- _Aim of the exercise_
Render every line of the listing below as a JSON list of strings, one string per line, leaving out blank lines.

- _Input data_
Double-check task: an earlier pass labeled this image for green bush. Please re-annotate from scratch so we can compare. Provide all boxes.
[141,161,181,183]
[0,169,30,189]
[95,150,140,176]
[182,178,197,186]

- _Worked answer_
[
  "Double-check task: an earlier pass labeled this image for green bush. Please re-annotate from scratch so we can compare. Provide all boxes.",
  "[141,161,181,183]",
  "[0,169,30,189]",
  "[95,150,140,176]",
  "[182,178,197,186]"
]